___ Extract provided

The Christmas Story has a Humble Plot

In this passage, Luke reveals the story’s humble plot. I want to highlight three key points in the narrative. They are the traveling couple, the birth of Jesus, and the angels’ message to the shepherds.

First, the young couple from out-of-the-way towns are traveling, because their oppressive government needs more money. Oh yeah, and the girl is pregnant! There is nothing like traveling 70-90 miles under hard conditions when you’re nine months with child. Tradition has taught us that Mary rode on a donkey, but there is no evidence in the Bible for this assumption, and as we’ll see later, Joseph and Mary were of humble means. So, it’s entirely possible, she walked this on foot!

The Bible states, “Joseph also went up from Galilee, from the city of Nazareth, to Judea, to the city of David which is called Bethlehem, because he was of the house and family of David, in order to register along with Mary, who was engaged to him, and was with child. While they were there, the days were completed for her to give birth” (2:4-6). This was no ordinary couple, engagement, or pregnancy.

Can you imagine this scenario? A young girl, around fourteen years of age, who is engaged to a man, and says she is pregnant by God. You may not buy it, right? Many in Mary’s day didn’t buy it either. The rumors shrouded the first Christmas in “seeming” scandal.

However, some Jews may not have been so dubious, because they were looking for the fulfillment of Isaiah’s prophecy. Isaiah writes, “Therefore the Lord Himself will give you a sign: Behold, a virgin will be with child and bear a son, and she will call His name Immanuel” (Isaiah 7:14). Mary was delivering the Son, that would soon deliver her!

______

Reproduce the stretch from "In this passage, Luke" through "to the shepherds." in the piece on the Christmas story's humble plot, replacing "shepherds" with "herdsmen". The rows are separate material and stand apart from the text.

___ Given information

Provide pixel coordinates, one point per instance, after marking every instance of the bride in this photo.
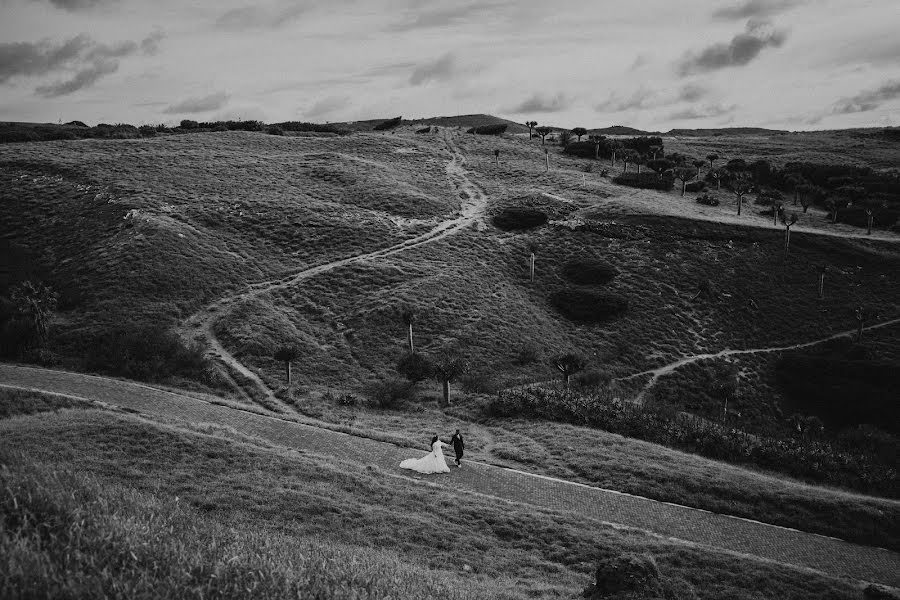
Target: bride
(433, 462)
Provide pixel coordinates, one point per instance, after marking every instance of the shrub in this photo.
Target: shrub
(415, 367)
(589, 272)
(647, 181)
(695, 186)
(708, 200)
(494, 129)
(519, 218)
(389, 124)
(390, 393)
(589, 306)
(146, 352)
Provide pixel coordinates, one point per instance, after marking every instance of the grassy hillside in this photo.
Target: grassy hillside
(159, 507)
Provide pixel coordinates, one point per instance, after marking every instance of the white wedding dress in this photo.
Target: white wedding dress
(433, 462)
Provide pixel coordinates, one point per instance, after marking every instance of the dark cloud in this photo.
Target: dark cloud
(702, 112)
(868, 100)
(40, 58)
(442, 69)
(89, 59)
(754, 9)
(260, 17)
(692, 92)
(83, 78)
(742, 49)
(638, 100)
(198, 104)
(541, 103)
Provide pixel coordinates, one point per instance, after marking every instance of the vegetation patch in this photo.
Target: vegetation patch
(517, 218)
(589, 272)
(588, 306)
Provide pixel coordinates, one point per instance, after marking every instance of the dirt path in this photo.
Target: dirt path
(201, 326)
(655, 374)
(599, 507)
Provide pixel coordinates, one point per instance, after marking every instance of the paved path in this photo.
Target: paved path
(778, 544)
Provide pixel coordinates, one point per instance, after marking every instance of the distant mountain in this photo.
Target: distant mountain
(464, 121)
(727, 131)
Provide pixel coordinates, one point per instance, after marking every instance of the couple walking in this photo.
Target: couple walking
(434, 461)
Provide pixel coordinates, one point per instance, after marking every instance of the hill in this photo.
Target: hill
(170, 508)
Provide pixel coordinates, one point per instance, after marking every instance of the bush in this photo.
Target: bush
(145, 352)
(494, 129)
(589, 306)
(390, 393)
(519, 218)
(589, 272)
(695, 186)
(646, 181)
(708, 200)
(389, 124)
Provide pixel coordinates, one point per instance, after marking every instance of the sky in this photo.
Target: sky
(653, 64)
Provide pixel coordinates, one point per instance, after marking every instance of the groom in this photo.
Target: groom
(458, 446)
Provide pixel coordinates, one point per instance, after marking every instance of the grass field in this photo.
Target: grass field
(160, 507)
(153, 230)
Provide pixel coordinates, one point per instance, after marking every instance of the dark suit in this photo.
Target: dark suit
(458, 446)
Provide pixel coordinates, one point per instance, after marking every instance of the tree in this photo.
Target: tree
(287, 354)
(415, 367)
(863, 314)
(788, 221)
(532, 249)
(684, 174)
(33, 306)
(660, 166)
(598, 141)
(568, 365)
(446, 369)
(627, 157)
(408, 316)
(698, 164)
(741, 185)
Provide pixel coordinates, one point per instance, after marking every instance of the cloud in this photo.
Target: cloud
(198, 104)
(868, 100)
(89, 59)
(754, 9)
(442, 17)
(442, 69)
(83, 78)
(742, 49)
(541, 103)
(78, 5)
(701, 112)
(326, 106)
(260, 17)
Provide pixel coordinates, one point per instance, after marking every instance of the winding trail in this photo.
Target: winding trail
(655, 374)
(201, 326)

______

Result below |
In this passage, Luke reveals the story’s humble plot. I want to highlight three key points in the narrative. They are the traveling couple, the birth of Jesus, and the angels’ message to the herdsmen.